Document text:
○ ○ ○ ○ ○

Legal Cannabis Research: Dropping the Curtain on Marijuana Prohibition?

According to federal law, marijuana is a highly-dangerous drug. The DEA lists it as a schedule 1 narcotic, meaning that it has no federally-recognized medical properties. And until recently, though nearly half the states in the country have adjusted state laws to allow for medical marijuana programs, the federal government has remained inflexible on the issue, despite surmounting legalization and awareness efforts nationwide.

In Colorado, where buying a sack of weed is as easy as buying a bottle of scotch, some have questioned why cannabis research hasn’t become commonplace since the state’s marijuana-legalizing Amendment 64. “It remains illegal under federal law for any person to import, manufacture, distribute, possess, or use marijuana,” explains one memo from the University of Colorado’s president, and “Conducting unapproved marijuana-related research could adversely affect the University of Colorado’s ability to seek federal research funding or federal financial aid.”

Ultimately, researchers wishing to study marijuana can only do so at the grace of the National Institute on Drug Abuse (NIDA), no matter cannabis’ incredibly commonplace accessibility.

Appeasing federal bureaucracy on this issue has proven to be difficult, but not impossible. In a letter delivered earlier this month, the U.S. Department of Health and Human Services finally signed off on one determined research group’s request to study medical marijuana. The research team is called the Multidisciplinary Association for Psychedelic Studies (MAPS), and several scientists from the group have been pushing for years to get this experiment approved. NIDA has continually stalled their progress until now. The group’s goal is to demonstrate that marijuana, whether it’s smoked or vaporized, has distinct medical benefits in treating U.S. veterans suffering from PTSD.

○ ○ ○ ○ ○

Information supplied:
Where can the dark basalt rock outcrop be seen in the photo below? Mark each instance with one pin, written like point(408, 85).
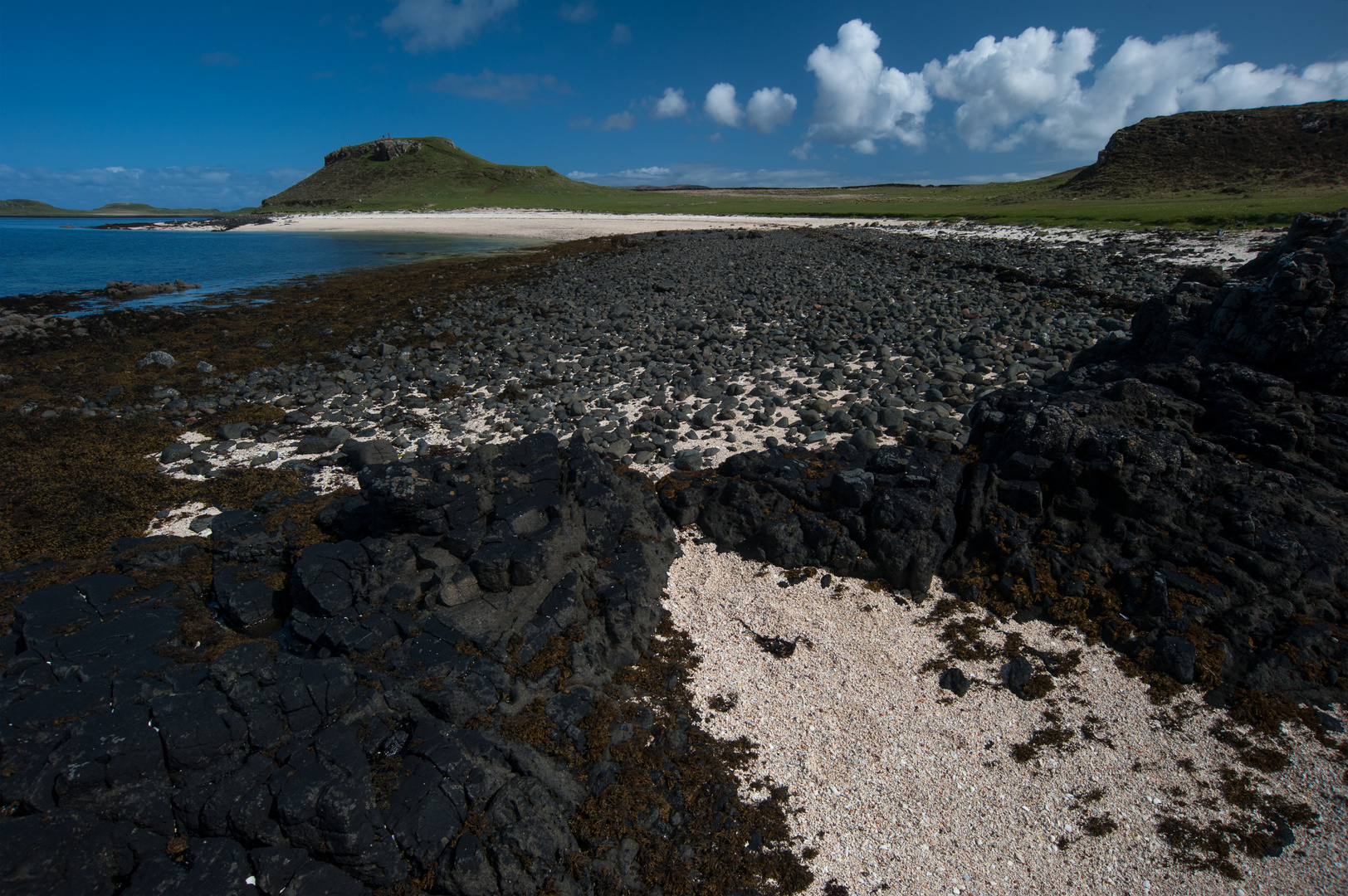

○ ○ ○ ○ ○

Task list:
a – Translate this sentence from the article on legal cannabis research into Spanish: "The DEA lists it as a schedule 1 narcotic, meaning that it has no federally-recognized medical properties."
b – According to the article on legal cannabis research, which research group's request to study medical marijuana was approved by the U.S. Department of Health and Human Services?
c – Carry on writing the article on legal cannabis research, beginning after its final sentence.

Answers for the tasks:
a – La DEA la clasifica como un narcótico de la lista 1, lo que significa que no tiene propiedades medicinales reconocidas a nivel federal.

b – The Multidisciplinary Association for Psychedelic Studies (MAPS).

c –
When considering the feds’ long-overdue submission, MAPS communications director Brad Burge concludes, “It really is a concrete advance in how the U.S. federal government is approaching medical marijuana drug development research.” At least some part of the federal government is finally demonstrating awareness of the DEA’s absurdly-high classification of cannabis, and this ruling “clears the way for marijuana to actually be a prescription drug.”

“The idea is to get marijuana – the whole plant – approved as a prescription drug that physicians can then prescribe,” Burge explains, because right now doctors simply can’t go further than just recommending medical marijuana, and even that puts both doctor and patient at risk of federal prosecution.

Call me an optimistic observer, but this advancement may be the first of many political victories for the medical marijuana community and cannabis industry as a whole: if the feds are willing to allow medical research on a substance supposedly as dangerous and addictive as heroin or PCP, something has certainly changed for the good. And if it so happens that cannabis, a purely natural substance, is proven capable of actually replacing swaths of pharmaceutical chemicals and controversial prescription drugs, I believe we can trust in the already-riled American public to be truly scrambling to demand marijuana’s federal declassification.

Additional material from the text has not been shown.